[Location identification items]
— begin —

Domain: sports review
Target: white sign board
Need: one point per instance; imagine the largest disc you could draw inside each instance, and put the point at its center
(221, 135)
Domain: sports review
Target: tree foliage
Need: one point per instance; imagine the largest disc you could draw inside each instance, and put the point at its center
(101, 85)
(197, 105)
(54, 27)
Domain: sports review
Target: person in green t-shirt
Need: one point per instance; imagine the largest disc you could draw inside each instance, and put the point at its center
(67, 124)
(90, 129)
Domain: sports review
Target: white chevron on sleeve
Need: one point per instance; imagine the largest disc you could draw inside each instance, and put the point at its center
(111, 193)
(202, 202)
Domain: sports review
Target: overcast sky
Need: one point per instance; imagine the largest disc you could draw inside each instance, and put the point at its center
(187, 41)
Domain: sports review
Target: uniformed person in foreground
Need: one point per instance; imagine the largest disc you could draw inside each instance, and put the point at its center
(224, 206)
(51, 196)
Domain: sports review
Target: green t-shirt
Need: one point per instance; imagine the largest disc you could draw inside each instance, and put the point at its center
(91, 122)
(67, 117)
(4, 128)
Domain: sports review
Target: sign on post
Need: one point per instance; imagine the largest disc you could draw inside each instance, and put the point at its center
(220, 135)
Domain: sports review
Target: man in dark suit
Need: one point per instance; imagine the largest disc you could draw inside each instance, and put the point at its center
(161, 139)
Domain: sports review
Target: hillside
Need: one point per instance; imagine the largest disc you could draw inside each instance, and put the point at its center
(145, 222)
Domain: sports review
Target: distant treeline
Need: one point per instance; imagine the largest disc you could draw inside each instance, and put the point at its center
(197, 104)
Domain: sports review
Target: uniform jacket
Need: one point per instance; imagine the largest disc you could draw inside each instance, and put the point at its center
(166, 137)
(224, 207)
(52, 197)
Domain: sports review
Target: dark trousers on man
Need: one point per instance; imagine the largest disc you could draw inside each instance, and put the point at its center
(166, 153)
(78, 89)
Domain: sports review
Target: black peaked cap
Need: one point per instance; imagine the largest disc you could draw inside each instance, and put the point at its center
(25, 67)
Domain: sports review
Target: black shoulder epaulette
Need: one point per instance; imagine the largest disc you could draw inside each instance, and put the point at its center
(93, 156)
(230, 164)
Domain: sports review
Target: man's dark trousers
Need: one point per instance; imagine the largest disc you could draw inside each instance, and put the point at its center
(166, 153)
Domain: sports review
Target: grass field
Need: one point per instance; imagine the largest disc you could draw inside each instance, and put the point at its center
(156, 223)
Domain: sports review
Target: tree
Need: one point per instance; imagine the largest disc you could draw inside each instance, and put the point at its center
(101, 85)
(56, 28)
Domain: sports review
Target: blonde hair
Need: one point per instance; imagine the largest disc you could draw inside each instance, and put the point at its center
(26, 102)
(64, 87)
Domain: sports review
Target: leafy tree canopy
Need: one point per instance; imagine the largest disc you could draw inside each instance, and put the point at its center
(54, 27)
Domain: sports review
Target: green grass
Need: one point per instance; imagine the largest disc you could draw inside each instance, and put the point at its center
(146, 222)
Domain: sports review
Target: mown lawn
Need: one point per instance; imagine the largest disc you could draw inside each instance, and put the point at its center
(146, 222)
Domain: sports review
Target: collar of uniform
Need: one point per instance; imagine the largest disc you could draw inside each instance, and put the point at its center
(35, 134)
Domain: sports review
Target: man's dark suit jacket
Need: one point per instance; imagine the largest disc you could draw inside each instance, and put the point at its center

— end —

REQUIRED WORK
Give all of the entries again, word for word.

CORRECT ANSWER
Domain: sports review
Target: white sign board
Need: one point per instance; imagine the largest disc you could draw inside each instance, and put the point at its center
(221, 135)
Domain: sports review
Target: tree foliage
Need: one point per instance; imagine the largest disc you could draw inside each instance, and put the point at its center
(101, 85)
(197, 105)
(54, 27)
Domain: sports review
Target: person in green t-shirt
Need: one point per instance; imagine the largest disc you could draw inside each instance, and put the point at its center
(67, 124)
(90, 129)
Domain: sports review
Target: white chevron on sleeve
Need: one point per instance; imagine the largest disc you could draw inside each instance, and put the point at its center
(111, 193)
(202, 202)
Domain: sports review
Target: overcast sky
Need: one point per instance; imagine the largest disc you could draw inside each instance, and put the point at its center
(187, 41)
Domain: sports review
Target: uniformed person in foreground
Need: one point per instance; imagine the largest disc you could draw inside each instance, and put the point at its center
(224, 206)
(51, 196)
Domain: sports review
Target: green t-shirt
Need: one point per instance; imagine the largest disc you could draw inside each instance, and put the point at its center
(91, 122)
(67, 117)
(4, 128)
Domain: sports review
Target: sign on post
Need: one point per instance; imagine the largest disc you could draw inside each instance, and put the point at its center
(220, 135)
Domain: sports review
Target: man in dark suit
Need: one point per instance; imagine the largest disc you could draw inside each instance, and put the point at its center
(161, 139)
Domain: sports review
Target: hillside
Need: one point per instance; imagine the largest disc you could draw inside each instance, and put the point at its center
(145, 222)
Domain: sports review
Target: distant treeline
Need: one point per instance; imagine the largest disc you could draw inside each instance, and put the point at its center
(197, 104)
Domain: sports review
Target: uniform jacket
Need: one point per instance; imagine the largest disc you could draw inside each instance, and put the point at its center
(166, 137)
(224, 207)
(52, 197)
Domain: sports review
Target: dark trousers on man
Need: one point per instance; imagine the largest disc you could draw inside each instance, and put the point at its center
(166, 153)
(78, 89)
Domain: sports review
Target: black peaked cap
Need: one point per instance; imagine the largest disc you could draw inside each instance, and put the point at its center
(25, 67)
Domain: sports review
Target: black shoulder epaulette
Need: one point per instance; imagine the largest disc you could draw inside each instance, and put the point at its center
(93, 156)
(230, 164)
Domain: sports review
Target: man's dark trousers
Need: one point per instance; imagine the largest disc you could draw inside each instance, and put the point at its center
(166, 153)
Domain: sports review
Target: grass field
Need: one point per instance; imagine the largest disc you could draw inside each instance, and put the point at its center
(156, 223)
Domain: sports review
Target: tree
Need: one point per instance; imagine the largest disc you could draw inside each instance, and put the point at its center
(101, 85)
(56, 28)
Domain: sports review
Target: blonde hair
Need: one point per instance; imagine the largest disc you could draw inside each instance, and put the point at its center
(26, 102)
(64, 87)
Domain: sports review
Target: leafy tree canopy
Need: one point per instance; imagine the largest disc you could draw inside each instance, and put the point at its center
(54, 27)
Domain: sports review
Target: green grass
Need: one point per instance; imagine the largest disc you could draw inside each instance, and put the point at its center
(146, 222)
Domain: sports review
Target: mown lawn
Need: one point per instance; imagine the largest disc you could draw inside each instance, and put the point at its center
(146, 222)
Domain: sports review
Target: collar of uniform
Need: one point per instance; imagine the largest disc you could draw inside each instance, and put the point at its center
(35, 134)
Domain: sports review
Target: man's dark suit jacket
Need: one point per instance; imagine the largest disc you could draw inside each instance, and put the point at its center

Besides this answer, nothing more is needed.